Why do we feel like giving up at times? Mostly because we act like God has forsaken the earth. We don’t doubt His existence or His reality. But our prayers seem to go unanswered. We cry out for His help in such desperation, and He seems not to hear. We struggle along, making one mistake after another. We make promises to do better; we get into the Bible; we cry and pray and stay busy helping others and doing good. But we are so often left with an empty, unfulfilled sensation. The promises of God haunt us. We claim those promises – in what we believe is honest, childlike faith – but time after time we fail to receive what we ask for. In the hour of temptation – down we go!
Doubt creeps in and Satan whispers, “Nothing works. Faith in God doesn’t produce results. In spite of your tears, prayers and trust in God’s Word – nothing really changes. Days, weeks and even years go by, and your prayers, hopes and dreams are still unanswered and unfulfilled. Quit! give up!”
Every Christian on this planet reaches that crisis point at one time or another in life. And in that moment, when the walls seem to be caving in and the roof appears to be collapsing, when everything seems to be coming apart and sin demands the upper hand – a voice deep within cries out. “Walk oaway from it all. Pack it in! Escape! Why put up with it? Run away. You don’t have to take it. Do something drastic.”

### EXCERPTED DATA

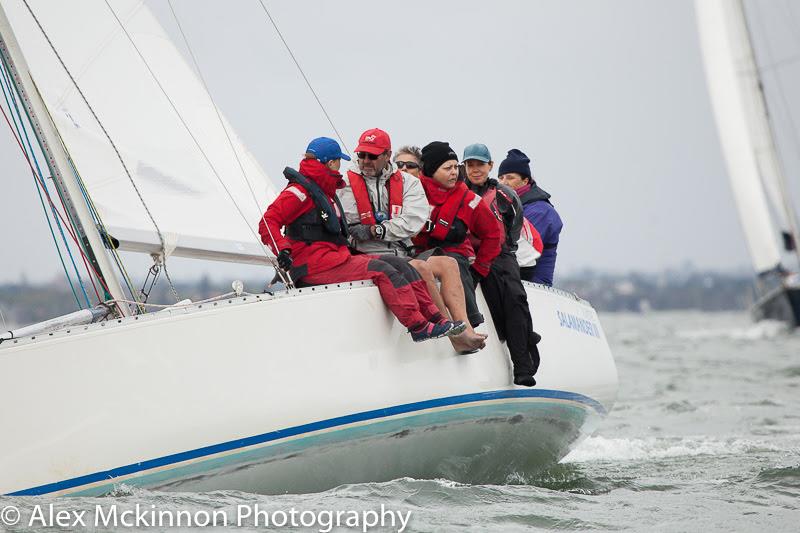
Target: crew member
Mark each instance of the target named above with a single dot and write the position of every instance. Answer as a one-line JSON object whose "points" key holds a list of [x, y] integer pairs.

==

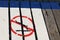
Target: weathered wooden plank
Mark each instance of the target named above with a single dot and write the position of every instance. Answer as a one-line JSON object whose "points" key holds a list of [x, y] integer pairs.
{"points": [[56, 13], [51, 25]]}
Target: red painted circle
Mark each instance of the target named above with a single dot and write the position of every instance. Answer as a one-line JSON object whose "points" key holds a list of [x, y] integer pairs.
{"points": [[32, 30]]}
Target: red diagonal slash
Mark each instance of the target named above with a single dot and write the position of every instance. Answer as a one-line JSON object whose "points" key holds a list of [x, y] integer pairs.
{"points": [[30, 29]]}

### TASK REQUIREMENTS
1. In the passage about feeling like giving up, who reaches the crisis point at some time in life?
2. Retype the passage about feeling like giving up, starting with "Why do we feel" and going on through "down we go!".
The records aren't needed here.

### FINAL ANSWERS
1. Every Christian on this planet reaches that crisis point.

2.
Why do we feel like giving up at times? Mostly because we act like God has forsaken the earth. We don’t doubt His existence or His reality. But our prayers seem to go unanswered. We cry out for His help in such desperation, and He seems not to hear. We struggle along, making one mistake after another. We make promises to do better; we get into the Bible; we cry and pray and stay busy helping others and doing good. But we are so often left with an empty, unfulfilled sensation. The promises of God haunt us. We claim those promises – in what we believe is honest, childlike faith – but time after time we fail to receive what we ask for. In the hour of temptation – down we go!